(Fragmento seleccionado)
Como mis cuatro fieles y amables lectores saben, el pasado sábado 6 de Mayo fue coronado el rey Carlos III de Inglaterra, en una ceremonia que fue vista por millones de espectadores en todo el mundo, además de los miles y miles de personas que inundaron la ciudad de Londres para asistir al espectáculo, tan inglés como el clima que lo arropó. Si bien vivimos en América, continente considerado como un paraíso del presidencialismo y de las repúblicas, es importante decir unas cuantas palabras acerca de la monarquía, pues muchos países del mundo, aunque no lo creamos, siguen caracterizándose por tener como cabezas del Estado a un rey o a un emperador: el Reino Unido, Bélgica, los Países Bajos, Japón, España, Suecia, Jordania, etc.
El vocablo “monarquía” proviene del griego monos (uno) y archein (dominar), esto es, significa el dominio de una persona. Por eso se emplea para denominar una forma de gobierno en donde un individuo, llámese monarca, rey / reina, emperador / emperatriz, zar / zarina, etc., ejerce el cargo de cabeza del Estado de manera vitalicia o hasta que abdique. Esto quiere decir que la monarquía es lo opuesto, en nuestros días, a la república, debido a que en esta generalmente no hay cargos vitalicios. Por regla general, la persona que reina o que aspira a hacerlo pertenece a la nobleza y llega al cargo ya sea por herencia -siguiendo un principio dinástico- o por elección.

[Datos de etiquetado por coordenadas]
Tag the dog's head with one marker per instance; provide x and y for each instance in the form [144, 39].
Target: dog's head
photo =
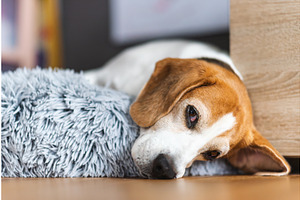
[197, 110]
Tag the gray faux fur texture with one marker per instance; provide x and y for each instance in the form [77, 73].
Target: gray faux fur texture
[55, 124]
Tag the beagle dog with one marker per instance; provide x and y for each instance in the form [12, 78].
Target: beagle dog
[196, 107]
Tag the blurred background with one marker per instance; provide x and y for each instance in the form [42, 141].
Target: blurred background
[83, 35]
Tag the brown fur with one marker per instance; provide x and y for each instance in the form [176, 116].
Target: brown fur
[222, 92]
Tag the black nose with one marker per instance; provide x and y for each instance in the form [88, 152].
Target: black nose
[161, 168]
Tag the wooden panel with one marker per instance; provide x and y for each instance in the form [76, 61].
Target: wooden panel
[265, 46]
[189, 188]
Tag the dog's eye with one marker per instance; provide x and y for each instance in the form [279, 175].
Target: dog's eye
[192, 116]
[210, 155]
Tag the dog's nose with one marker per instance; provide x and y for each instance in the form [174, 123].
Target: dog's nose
[161, 168]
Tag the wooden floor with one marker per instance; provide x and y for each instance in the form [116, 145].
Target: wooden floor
[225, 187]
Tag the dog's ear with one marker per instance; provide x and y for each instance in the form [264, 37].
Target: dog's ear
[171, 79]
[259, 158]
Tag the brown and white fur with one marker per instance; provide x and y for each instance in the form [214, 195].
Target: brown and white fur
[225, 121]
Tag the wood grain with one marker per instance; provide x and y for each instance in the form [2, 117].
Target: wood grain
[265, 46]
[223, 187]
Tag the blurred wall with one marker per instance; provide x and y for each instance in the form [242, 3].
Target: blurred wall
[86, 34]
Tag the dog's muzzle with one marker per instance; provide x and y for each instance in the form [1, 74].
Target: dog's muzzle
[161, 168]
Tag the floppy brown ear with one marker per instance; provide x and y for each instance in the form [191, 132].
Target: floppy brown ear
[171, 79]
[259, 158]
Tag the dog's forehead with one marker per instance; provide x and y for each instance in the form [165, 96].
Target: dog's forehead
[212, 102]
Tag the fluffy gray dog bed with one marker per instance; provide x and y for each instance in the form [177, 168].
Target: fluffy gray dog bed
[55, 124]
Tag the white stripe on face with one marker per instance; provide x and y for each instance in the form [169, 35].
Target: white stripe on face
[180, 147]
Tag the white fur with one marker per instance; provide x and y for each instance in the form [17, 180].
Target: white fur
[181, 147]
[129, 71]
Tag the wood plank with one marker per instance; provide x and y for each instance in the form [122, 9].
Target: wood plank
[222, 187]
[265, 46]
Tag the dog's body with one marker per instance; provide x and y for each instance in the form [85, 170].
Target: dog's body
[194, 107]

(Consignas)
**a)** De acuerdo con el texto sobre la monarquía, ¿por qué la monarquía es hoy lo opuesto a la república? Responde en una a tres oraciones.
**b)** Prosigue el texto sobre la monarquía a partir de su última oración.
Este listado no guarda relación con el texto sobre la monarquía.

(Respuestas por consigna)
**a)** Porque en la monarquía una persona ejerce el cargo de cabeza del Estado de manera vitalicia o hasta que abdique. En la república, en cambio, generalmente no hay cargos vitalicios.

**b)**
Un tema importante, al hablar de las monarquías modernas, es el de las facultades de poder que estén en manos del monarca. El espectro para entender esto es muy amplio, y abarca desde los ejemplos en los que el rey casi no dispone de facultades reales de mando (como ocurre en las monarquías parlamentarias, como el Reino Unido de la Gran Bretaña e Irlanda del Norte), hasta los casos en los que el soberano posee un poder político ilimitado (monarquías absolutas, como en la Francia del siglo XVII), pasando por las monarquías constitucionales, es decir, en las que la constitución política marca los límites del poder monárquico. Existe además una forma “degenerativa”, ilegítima y despótica de la monarquía: la tiranía.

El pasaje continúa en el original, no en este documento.